Information provided
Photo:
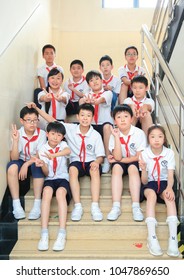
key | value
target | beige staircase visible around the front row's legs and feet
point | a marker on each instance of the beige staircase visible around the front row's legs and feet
(121, 239)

The problem
Take the line that contains "point | a marker" and every line after it to the end of the entries above, and reproduce them exactly.

Answer to the exercise
point | a marker on each instance of the beige staircase visible around the front row's legs and feet
(121, 239)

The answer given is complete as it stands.